— BEGIN INPUT DATA —
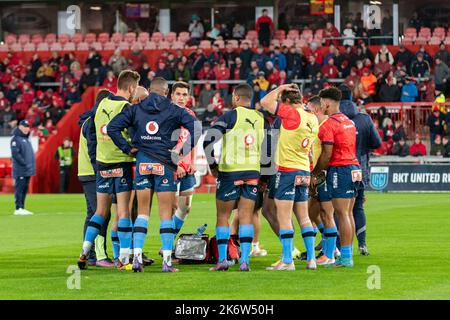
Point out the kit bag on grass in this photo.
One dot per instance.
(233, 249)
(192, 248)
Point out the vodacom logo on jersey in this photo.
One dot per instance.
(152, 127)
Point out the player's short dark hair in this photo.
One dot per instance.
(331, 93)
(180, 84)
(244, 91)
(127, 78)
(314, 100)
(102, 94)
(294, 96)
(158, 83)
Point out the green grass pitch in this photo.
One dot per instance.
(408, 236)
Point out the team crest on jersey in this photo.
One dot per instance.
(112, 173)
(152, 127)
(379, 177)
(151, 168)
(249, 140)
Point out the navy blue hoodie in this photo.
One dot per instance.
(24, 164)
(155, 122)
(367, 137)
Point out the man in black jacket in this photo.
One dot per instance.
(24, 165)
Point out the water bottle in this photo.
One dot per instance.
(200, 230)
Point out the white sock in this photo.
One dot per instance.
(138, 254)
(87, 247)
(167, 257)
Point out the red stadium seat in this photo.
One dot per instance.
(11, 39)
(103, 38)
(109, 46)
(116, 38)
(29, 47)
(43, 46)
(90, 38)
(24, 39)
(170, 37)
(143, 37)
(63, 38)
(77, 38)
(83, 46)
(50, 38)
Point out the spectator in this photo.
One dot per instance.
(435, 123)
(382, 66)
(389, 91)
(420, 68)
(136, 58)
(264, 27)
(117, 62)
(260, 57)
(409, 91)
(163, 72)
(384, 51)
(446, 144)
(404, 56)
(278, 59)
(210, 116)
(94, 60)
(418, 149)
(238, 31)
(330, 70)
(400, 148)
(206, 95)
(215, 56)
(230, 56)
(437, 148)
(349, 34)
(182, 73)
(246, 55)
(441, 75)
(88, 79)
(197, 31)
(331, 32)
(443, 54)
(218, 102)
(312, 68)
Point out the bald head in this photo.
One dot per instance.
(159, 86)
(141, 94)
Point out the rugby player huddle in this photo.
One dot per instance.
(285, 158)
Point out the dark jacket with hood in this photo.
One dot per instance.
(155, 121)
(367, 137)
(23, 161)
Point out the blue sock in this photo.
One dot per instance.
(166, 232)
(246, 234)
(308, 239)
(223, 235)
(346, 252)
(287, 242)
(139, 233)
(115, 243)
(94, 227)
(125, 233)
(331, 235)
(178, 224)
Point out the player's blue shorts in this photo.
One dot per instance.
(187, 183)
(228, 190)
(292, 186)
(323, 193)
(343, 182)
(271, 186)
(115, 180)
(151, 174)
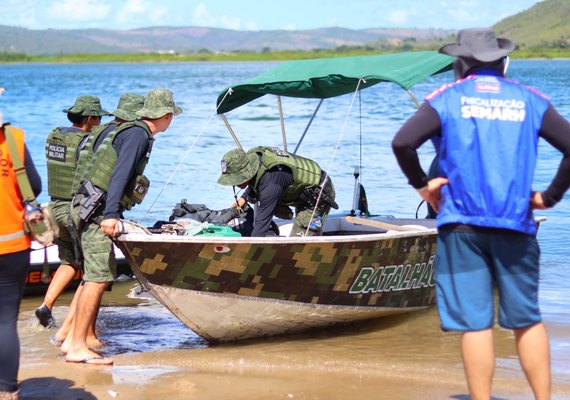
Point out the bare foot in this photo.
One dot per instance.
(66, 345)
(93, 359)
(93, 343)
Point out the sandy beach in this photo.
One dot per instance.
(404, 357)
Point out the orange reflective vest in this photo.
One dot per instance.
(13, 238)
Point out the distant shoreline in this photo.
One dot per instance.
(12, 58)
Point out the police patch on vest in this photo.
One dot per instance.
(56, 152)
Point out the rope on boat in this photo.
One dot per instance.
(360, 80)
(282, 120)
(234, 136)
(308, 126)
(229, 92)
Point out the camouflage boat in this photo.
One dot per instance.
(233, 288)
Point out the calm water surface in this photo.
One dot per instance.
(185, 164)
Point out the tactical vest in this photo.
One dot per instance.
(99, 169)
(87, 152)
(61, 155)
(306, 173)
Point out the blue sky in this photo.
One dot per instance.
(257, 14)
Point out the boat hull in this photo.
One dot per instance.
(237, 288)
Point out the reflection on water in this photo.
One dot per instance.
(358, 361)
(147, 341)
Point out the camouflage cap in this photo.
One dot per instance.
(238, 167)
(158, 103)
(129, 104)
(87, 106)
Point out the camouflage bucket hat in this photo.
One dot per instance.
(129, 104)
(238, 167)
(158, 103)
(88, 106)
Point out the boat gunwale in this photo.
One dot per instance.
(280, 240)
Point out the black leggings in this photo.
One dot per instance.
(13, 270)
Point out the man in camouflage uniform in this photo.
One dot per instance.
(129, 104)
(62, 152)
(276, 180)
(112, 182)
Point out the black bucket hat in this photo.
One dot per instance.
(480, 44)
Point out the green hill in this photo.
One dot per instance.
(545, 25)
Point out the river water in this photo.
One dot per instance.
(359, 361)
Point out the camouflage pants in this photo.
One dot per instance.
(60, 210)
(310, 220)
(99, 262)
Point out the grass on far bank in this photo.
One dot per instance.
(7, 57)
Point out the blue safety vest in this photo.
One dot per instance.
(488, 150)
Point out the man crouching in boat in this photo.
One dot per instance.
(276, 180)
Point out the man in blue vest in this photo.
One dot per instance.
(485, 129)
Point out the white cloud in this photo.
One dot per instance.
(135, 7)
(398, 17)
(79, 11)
— END INPUT DATA —
— BEGIN INPUT DATA —
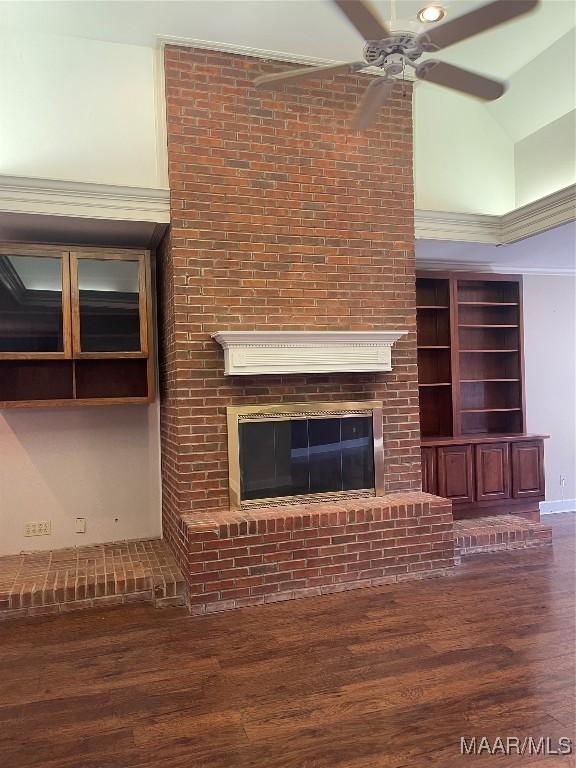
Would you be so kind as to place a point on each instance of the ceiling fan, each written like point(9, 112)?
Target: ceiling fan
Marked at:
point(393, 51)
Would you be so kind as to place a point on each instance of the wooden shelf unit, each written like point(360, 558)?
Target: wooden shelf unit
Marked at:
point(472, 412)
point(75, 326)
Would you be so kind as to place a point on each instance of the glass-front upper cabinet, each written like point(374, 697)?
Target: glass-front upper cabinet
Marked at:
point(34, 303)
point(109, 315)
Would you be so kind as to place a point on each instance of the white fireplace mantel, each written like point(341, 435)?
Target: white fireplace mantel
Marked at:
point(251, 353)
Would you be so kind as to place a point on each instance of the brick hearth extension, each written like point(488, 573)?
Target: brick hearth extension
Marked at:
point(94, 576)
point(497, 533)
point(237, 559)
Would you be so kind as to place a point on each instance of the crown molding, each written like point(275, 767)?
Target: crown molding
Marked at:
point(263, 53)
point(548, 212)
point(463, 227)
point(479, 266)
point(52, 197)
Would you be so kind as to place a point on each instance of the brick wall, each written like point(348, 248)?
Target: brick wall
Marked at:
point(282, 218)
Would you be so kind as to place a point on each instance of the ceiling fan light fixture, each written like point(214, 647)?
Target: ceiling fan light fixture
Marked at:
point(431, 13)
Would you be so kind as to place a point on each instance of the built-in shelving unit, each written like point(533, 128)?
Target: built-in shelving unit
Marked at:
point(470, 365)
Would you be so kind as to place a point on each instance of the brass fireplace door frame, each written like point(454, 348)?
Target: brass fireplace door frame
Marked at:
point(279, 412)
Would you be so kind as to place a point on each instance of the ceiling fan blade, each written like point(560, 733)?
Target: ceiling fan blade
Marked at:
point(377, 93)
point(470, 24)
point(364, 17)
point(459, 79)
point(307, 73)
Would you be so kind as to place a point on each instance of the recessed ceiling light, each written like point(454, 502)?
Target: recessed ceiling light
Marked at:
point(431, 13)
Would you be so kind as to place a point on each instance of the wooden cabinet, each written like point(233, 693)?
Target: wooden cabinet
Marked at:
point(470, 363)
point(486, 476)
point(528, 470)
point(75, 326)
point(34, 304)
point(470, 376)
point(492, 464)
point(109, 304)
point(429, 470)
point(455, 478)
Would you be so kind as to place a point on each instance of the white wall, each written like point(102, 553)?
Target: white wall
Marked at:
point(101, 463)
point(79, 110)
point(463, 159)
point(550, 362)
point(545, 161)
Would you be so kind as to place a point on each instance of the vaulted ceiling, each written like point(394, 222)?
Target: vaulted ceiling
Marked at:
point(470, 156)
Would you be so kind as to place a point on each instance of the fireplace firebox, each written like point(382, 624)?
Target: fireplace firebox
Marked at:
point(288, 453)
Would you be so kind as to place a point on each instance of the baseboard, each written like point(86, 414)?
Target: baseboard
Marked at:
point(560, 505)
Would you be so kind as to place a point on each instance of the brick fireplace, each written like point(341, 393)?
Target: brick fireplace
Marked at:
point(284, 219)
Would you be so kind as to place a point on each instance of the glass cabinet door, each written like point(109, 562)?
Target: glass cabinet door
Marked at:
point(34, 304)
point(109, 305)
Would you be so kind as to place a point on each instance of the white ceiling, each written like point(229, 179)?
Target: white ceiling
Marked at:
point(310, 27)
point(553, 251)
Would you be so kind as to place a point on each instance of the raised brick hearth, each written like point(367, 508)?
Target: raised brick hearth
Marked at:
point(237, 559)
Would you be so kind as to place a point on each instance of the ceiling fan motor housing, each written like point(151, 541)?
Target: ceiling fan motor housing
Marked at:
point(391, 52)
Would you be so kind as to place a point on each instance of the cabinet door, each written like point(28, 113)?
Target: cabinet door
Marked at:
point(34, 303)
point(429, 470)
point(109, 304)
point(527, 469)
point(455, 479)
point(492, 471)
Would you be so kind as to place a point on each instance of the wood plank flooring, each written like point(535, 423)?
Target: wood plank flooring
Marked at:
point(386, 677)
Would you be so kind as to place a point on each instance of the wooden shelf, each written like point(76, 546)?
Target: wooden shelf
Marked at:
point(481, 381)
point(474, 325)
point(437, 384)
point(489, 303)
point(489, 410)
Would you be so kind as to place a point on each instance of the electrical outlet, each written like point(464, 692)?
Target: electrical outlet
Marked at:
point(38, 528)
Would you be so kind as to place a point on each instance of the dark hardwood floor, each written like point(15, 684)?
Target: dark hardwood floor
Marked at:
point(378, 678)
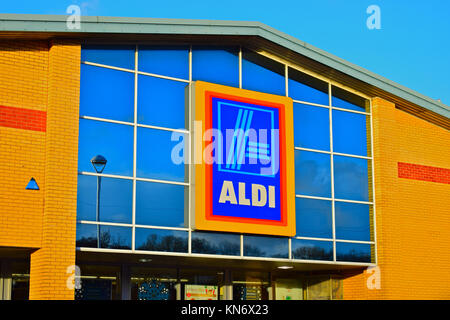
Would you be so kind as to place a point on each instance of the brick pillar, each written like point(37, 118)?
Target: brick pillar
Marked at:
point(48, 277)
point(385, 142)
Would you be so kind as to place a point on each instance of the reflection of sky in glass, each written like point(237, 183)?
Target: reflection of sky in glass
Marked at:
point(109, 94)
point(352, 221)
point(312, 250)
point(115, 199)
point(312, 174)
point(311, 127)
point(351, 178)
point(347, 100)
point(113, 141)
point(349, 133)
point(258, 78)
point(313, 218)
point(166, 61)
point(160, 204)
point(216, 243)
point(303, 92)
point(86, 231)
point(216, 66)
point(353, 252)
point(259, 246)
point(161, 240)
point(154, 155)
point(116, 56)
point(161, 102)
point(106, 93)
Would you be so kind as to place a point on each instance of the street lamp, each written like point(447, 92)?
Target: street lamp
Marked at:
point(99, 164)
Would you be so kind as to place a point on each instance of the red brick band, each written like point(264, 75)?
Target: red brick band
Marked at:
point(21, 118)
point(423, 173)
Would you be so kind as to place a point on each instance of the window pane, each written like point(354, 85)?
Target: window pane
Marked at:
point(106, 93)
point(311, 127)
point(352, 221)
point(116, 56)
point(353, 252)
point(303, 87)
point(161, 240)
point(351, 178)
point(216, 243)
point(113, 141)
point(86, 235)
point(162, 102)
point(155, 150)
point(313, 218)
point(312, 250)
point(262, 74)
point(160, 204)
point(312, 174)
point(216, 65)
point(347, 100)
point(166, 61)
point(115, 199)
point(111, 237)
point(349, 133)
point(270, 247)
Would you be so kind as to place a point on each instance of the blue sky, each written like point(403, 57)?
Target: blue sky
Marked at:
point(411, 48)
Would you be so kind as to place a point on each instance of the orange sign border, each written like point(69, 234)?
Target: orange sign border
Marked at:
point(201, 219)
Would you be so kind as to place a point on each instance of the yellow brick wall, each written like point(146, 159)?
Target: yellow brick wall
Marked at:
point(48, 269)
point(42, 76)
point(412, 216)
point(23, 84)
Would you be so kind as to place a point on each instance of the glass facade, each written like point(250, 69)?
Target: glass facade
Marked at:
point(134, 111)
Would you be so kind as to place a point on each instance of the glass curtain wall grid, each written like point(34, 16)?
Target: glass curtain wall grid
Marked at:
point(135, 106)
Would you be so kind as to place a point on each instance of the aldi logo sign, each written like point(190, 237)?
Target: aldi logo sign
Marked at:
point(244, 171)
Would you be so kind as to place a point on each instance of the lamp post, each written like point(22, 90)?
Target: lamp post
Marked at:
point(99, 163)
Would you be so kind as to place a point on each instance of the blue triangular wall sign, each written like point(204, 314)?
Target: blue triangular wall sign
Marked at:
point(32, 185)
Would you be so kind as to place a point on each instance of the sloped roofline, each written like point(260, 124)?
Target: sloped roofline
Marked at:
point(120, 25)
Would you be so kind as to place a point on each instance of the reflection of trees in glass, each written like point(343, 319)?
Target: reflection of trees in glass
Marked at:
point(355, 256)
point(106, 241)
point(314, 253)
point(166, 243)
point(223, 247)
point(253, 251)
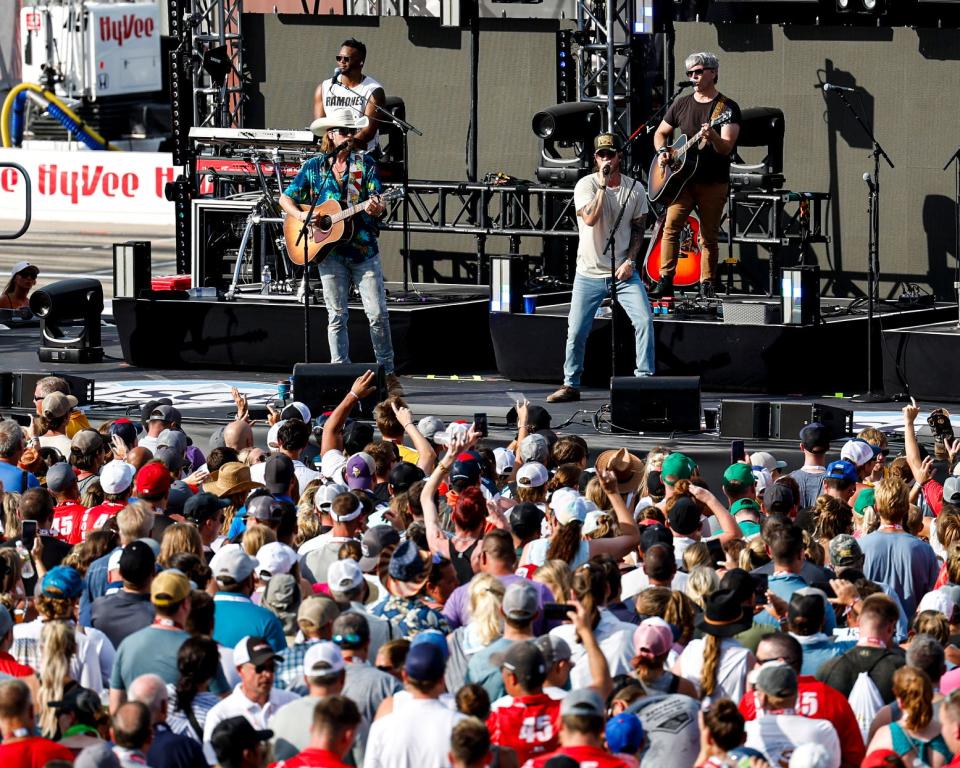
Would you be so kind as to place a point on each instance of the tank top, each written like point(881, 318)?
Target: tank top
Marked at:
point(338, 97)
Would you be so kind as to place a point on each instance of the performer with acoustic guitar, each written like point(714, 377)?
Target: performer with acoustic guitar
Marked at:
— END INPUT DATA —
— BEGIN INPUT DATA —
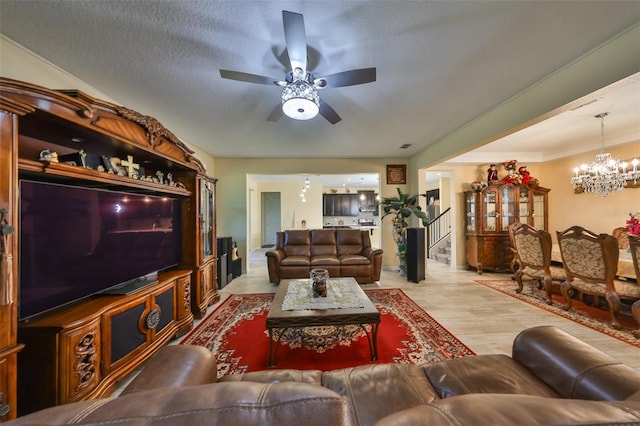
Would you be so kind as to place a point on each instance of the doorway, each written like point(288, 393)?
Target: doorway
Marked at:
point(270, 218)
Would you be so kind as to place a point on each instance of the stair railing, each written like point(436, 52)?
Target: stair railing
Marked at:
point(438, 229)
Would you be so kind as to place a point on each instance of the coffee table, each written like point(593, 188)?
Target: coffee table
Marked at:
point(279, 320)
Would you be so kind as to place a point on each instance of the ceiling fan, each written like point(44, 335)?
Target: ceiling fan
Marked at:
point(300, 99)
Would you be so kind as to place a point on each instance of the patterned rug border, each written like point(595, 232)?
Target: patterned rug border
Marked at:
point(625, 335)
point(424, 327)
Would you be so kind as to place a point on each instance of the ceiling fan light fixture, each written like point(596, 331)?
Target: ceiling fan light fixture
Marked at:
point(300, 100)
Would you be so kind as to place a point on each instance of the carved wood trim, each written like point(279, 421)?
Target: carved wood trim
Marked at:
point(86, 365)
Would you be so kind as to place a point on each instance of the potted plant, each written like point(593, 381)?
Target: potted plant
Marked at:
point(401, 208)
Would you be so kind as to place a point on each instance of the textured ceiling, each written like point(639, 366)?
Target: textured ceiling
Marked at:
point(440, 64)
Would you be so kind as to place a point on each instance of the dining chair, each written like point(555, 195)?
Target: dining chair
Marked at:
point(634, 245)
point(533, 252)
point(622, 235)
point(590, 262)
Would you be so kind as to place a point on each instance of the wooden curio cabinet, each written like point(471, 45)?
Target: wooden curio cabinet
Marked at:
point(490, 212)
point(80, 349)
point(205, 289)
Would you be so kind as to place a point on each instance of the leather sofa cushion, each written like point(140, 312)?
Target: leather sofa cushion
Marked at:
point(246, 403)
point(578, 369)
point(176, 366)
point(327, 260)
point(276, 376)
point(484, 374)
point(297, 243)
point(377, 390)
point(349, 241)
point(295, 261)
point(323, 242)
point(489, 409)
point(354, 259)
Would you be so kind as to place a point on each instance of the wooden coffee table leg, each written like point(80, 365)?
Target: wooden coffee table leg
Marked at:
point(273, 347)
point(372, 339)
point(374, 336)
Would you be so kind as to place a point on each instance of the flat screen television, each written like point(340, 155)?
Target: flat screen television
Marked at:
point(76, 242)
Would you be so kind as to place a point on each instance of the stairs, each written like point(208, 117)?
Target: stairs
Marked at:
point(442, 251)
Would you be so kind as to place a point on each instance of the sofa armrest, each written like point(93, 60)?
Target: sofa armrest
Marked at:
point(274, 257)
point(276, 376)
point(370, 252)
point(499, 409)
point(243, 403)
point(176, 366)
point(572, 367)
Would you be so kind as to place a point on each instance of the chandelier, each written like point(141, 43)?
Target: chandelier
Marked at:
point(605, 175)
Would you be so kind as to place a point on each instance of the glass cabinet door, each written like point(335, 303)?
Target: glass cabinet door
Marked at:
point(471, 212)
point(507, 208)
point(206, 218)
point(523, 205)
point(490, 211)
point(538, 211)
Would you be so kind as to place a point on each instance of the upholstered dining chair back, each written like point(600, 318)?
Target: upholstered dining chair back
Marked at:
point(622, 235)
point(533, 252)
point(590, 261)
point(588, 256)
— END INPUT DATA —
WRITTEN REQUEST>
Copy the stretch of items from the line containing "like point(93, 60)?" through the line containing "point(538, 211)", with every line kept, requests included. Shift each coordinate in the marked answer points by -27, and leave the sample points inside the requests unchanged.

THE ANSWER>
Would you be so kind as to place a point on each instance of the sofa armrest, each written like point(93, 60)?
Target: sofa armrest
Marked at:
point(247, 230)
point(249, 349)
point(343, 225)
point(472, 382)
point(216, 376)
point(149, 339)
point(545, 340)
Would you be so kind as to place a point on each instance of the chandelier, each written like point(141, 43)?
Target: chandelier
Marked at:
point(578, 148)
Would you be so kind as to place a point on each instance of the glass cabinet door, each written like point(335, 303)?
Target: glass cabinet door
Marked at:
point(444, 185)
point(480, 181)
point(179, 191)
point(496, 178)
point(463, 184)
point(511, 184)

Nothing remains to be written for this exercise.